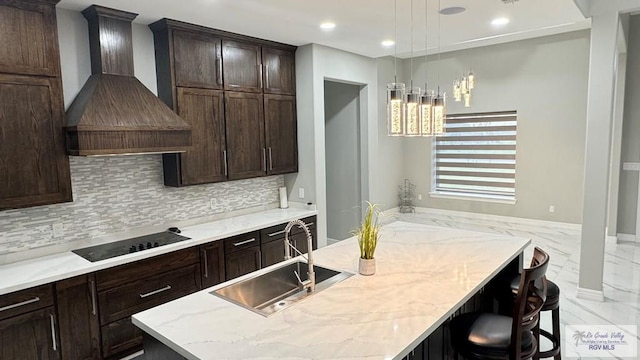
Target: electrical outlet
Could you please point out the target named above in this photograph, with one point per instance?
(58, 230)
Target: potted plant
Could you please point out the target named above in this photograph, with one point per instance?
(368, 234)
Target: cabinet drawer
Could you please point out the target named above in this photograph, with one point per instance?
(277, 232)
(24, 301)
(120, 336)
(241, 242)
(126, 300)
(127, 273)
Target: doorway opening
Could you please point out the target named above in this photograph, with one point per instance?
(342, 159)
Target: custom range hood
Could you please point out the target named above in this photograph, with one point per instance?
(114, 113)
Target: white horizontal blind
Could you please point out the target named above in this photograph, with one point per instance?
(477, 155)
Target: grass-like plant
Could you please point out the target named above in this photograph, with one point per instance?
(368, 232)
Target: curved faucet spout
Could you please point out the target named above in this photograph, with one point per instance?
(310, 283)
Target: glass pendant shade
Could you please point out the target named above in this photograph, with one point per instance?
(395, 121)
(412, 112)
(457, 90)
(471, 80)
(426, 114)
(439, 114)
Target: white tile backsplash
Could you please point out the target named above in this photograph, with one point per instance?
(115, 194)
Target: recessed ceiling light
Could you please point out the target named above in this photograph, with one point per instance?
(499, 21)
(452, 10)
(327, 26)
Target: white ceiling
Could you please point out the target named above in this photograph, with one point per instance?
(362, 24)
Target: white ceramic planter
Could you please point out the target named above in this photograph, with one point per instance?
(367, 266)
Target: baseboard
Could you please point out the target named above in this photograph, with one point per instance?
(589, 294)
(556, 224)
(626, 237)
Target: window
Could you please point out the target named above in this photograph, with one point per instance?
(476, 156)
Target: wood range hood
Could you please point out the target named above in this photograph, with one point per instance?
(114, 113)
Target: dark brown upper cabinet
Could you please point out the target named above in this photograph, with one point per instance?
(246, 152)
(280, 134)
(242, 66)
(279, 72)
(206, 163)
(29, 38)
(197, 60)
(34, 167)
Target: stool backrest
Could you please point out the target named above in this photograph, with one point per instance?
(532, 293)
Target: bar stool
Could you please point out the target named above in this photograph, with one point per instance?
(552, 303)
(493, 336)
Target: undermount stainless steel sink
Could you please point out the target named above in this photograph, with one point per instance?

Aim of the exercise
Without including any pictures, print each record exactly.

Finished exercise
Target: electrical outlet
Could you please point out the target named above in this photograph, with one point per instance?
(58, 230)
Target: potted plant
Could you please point out the target named above in this photograph, with one point per instance?
(368, 234)
Target: cabinet drawer
Could you please point out the target named above in this photograph, with one point per instance?
(277, 232)
(24, 301)
(120, 336)
(241, 242)
(126, 300)
(127, 273)
Target: doorway opening
Could you please point out the target named above in this photograph, with one point per instance?
(342, 159)
Target: custom range hood
Could you please point out the target named above in this photograph, with one point per instance?
(114, 113)
Target: white horizontal blind
Could you please point out the target named above in this photograph, with one point per instance?
(477, 155)
Target: grass-like plant
Could you please point out the target named above in this photograph, with one point per instance?
(368, 232)
Target: curved faucet spout
Could you please point out the target named above in this photograph, with one point per instance?
(310, 283)
Target: glass pendant shade
Could you please point out the target named above in this photograph, with one point per instance?
(395, 121)
(412, 112)
(457, 90)
(471, 80)
(426, 114)
(439, 114)
Target: white tile backsplash
Could you please point out the target named above in this photograph, with one point per instance?
(115, 194)
Target: recessed ceiling light
Could you please point out the target named above in this photograph, with one point per instance?
(499, 21)
(452, 10)
(327, 26)
Target: white ceiling
Could you please point out the target named above in this photograph, with one point per instance?
(362, 24)
Target: white ceramic planter
Could you please point out the target named above in this photograph, with one point per instance?
(367, 266)
Target: baseboard
Could you please point out the target named above in this photograph, with one point per instance?
(589, 294)
(556, 224)
(626, 237)
Target: window
Could you please point out the target named above in this photograph, with one point per instance?
(476, 156)
Target: wood range hood
Could you please point out the target named above in this photograph, with one point per instance?
(114, 113)
Target: dark brown upper cabinet
Could you please point out the target named above in this photograph, with one point per instance?
(246, 152)
(280, 134)
(242, 66)
(279, 72)
(206, 163)
(29, 38)
(197, 60)
(34, 167)
Target: stool backrest
Could you please point out the target named above in this photograph, with one point per instance?
(532, 293)
Target: bar stool
Could you please point out the target named above in this photograph, with one point per instance?
(552, 303)
(493, 336)
Target: undermount stainless steel sink
Could you please point out the target named above in this photograph, with one point per instance?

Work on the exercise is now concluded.